Problem A: In the rows of the collected data, starting with the first line and going on through the line that contains "61 80 L 60 83", switch each "target" to "object" and leave all else unchanged. Give only those lines.

Document:
========================================
With respect to decision and action, the strategy of objective tolerance is appropriate in areas where I do not aspire to the highest degree of self-command. When !~ choose from a menu I am interested only in opening myself to the play of inclinations and appetites, in order to see what I most feel like having (providing it’s a cheap restaurant and I’m not on a diet). I am content here to be guided by my strongest appetite, without fear that from a more detached perspective it might appear that one of the weaker ones should really be preferred.

In fact I don’t know what it would mean to wonder whether, sub specie aeternitatis, wanting a chicken salad sandwich was perhaps really preferable as a ground for action to wanting a salami sandwich. Nothing happens when I put myself outside of these desires and contemplate the choice: it can be made only from an internal perspective, for the preferences are neither undermined nor endorsed from an external one. Perhaps there could be some objective endorsement of the satisfaction of the preferences without endorsement of the preferences themselves. But even this principle of prima facie hedonism seems superfluous until I am faced with the problem of weighing these preferences against other motives and values.

In these kinds of cases, then, I do not feel trapped or impotent when I consider my situation objectively, because I do not aspire to more control than I have if my choice is dictated by my immediate inclinations. I am content with the freedom of a cat choosing which armchair to curl up in. External assessment can add nothing to this, nor does it detract.
========================================
[Collected data]
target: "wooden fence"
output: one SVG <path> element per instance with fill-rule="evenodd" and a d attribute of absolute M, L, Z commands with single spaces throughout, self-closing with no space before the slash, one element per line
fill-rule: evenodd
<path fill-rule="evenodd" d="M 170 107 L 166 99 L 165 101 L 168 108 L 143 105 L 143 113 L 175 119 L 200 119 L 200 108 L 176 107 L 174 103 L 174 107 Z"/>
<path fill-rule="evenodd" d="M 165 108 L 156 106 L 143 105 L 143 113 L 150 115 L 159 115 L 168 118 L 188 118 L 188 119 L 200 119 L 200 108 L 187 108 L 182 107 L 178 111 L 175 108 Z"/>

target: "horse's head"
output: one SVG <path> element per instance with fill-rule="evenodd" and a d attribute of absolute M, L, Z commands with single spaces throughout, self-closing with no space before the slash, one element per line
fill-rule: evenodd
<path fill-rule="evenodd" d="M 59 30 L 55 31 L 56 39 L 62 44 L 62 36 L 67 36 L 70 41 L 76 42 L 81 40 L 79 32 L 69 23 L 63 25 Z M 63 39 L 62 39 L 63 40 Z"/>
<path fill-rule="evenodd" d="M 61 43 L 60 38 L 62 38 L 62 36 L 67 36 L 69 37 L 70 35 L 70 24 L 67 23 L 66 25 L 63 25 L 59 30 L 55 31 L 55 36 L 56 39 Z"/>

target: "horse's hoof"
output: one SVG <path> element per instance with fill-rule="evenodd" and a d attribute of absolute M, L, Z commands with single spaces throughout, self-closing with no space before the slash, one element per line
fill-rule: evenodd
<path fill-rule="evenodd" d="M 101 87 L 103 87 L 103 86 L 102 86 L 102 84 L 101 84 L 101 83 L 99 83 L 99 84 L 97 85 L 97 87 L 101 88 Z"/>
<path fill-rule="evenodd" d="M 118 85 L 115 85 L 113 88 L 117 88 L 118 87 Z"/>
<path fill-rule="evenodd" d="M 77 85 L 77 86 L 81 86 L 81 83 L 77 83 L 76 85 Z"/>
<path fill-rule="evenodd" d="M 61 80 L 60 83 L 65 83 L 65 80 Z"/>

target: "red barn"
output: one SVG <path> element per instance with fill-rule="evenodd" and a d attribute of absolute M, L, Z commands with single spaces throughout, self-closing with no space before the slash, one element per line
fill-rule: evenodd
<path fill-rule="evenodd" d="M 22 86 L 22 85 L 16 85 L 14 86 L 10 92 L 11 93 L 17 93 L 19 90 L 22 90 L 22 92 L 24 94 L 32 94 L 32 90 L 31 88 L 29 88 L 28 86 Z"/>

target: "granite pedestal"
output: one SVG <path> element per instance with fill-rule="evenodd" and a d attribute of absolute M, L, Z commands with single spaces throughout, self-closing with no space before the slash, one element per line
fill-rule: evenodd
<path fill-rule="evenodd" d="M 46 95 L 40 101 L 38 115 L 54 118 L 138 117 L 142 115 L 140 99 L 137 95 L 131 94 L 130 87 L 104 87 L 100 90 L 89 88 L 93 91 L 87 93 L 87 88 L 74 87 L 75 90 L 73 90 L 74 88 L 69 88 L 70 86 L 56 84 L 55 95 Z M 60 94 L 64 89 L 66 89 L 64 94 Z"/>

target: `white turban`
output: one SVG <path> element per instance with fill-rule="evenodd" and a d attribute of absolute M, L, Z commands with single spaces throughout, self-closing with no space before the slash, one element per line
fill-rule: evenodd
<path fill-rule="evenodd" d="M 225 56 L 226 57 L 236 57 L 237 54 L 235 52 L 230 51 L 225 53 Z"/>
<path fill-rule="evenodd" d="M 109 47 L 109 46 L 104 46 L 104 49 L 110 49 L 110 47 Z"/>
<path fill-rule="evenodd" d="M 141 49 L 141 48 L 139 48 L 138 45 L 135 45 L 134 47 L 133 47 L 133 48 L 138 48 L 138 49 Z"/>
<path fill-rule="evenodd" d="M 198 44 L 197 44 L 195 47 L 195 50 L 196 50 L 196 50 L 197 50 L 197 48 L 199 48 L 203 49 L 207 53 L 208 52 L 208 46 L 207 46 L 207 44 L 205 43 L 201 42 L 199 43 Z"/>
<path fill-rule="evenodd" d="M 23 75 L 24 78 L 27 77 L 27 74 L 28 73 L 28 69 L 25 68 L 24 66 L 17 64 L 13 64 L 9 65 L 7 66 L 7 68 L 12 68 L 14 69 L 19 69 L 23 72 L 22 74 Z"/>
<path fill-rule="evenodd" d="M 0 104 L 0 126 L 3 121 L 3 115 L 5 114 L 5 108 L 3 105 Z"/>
========================================
Problem B: Return a verbatim copy of the part of the passage on objective tolerance starting with "In fact I don’t" and going on through "motives and values.".

Correct output A:
object: "wooden fence"
output: one SVG <path> element per instance with fill-rule="evenodd" and a d attribute of absolute M, L, Z commands with single spaces throughout, self-closing with no space before the slash, one element per line
fill-rule: evenodd
<path fill-rule="evenodd" d="M 170 107 L 166 99 L 165 101 L 168 108 L 143 105 L 143 113 L 175 119 L 200 119 L 200 108 L 176 107 L 174 103 L 174 107 Z"/>
<path fill-rule="evenodd" d="M 165 108 L 156 106 L 143 105 L 143 113 L 150 115 L 159 115 L 168 118 L 188 118 L 188 119 L 200 119 L 200 108 L 187 108 L 182 107 L 178 111 L 175 108 Z"/>

object: "horse's head"
output: one SVG <path> element per instance with fill-rule="evenodd" and a d attribute of absolute M, L, Z commands with single spaces throughout, self-closing with no space before the slash, one element per line
fill-rule: evenodd
<path fill-rule="evenodd" d="M 59 30 L 55 31 L 56 39 L 62 44 L 62 36 L 67 36 L 70 41 L 76 42 L 81 40 L 79 32 L 69 23 L 63 25 Z M 63 39 L 62 39 L 63 40 Z"/>
<path fill-rule="evenodd" d="M 61 43 L 60 38 L 62 38 L 62 36 L 67 36 L 69 37 L 70 35 L 70 24 L 67 23 L 66 25 L 63 25 L 59 30 L 55 31 L 55 36 L 56 39 Z"/>

object: "horse's hoof"
output: one SVG <path> element per instance with fill-rule="evenodd" and a d attribute of absolute M, L, Z commands with single spaces throughout, self-closing with no space before the slash, one element per line
fill-rule: evenodd
<path fill-rule="evenodd" d="M 101 87 L 103 87 L 103 86 L 102 86 L 102 84 L 101 84 L 101 83 L 99 83 L 99 84 L 97 85 L 97 87 L 101 88 Z"/>
<path fill-rule="evenodd" d="M 118 85 L 115 85 L 113 88 L 117 88 L 118 87 Z"/>
<path fill-rule="evenodd" d="M 77 85 L 77 86 L 81 86 L 81 83 L 77 83 L 76 85 Z"/>
<path fill-rule="evenodd" d="M 61 80 L 60 83 L 65 83 L 65 80 Z"/>

Correct output B:
In fact I don’t know what it would mean to wonder whether, sub specie aeternitatis, wanting a chicken salad sandwich was perhaps really preferable as a ground for action to wanting a salami sandwich. Nothing happens when I put myself outside of these desires and contemplate the choice: it can be made only from an internal perspective, for the preferences are neither undermined nor endorsed from an external one. Perhaps there could be some objective endorsement of the satisfaction of the preferences without endorsement of the preferences themselves. But even this principle of prima facie hedonism seems superfluous until I am faced with the problem of weighing these preferences against other motives and values.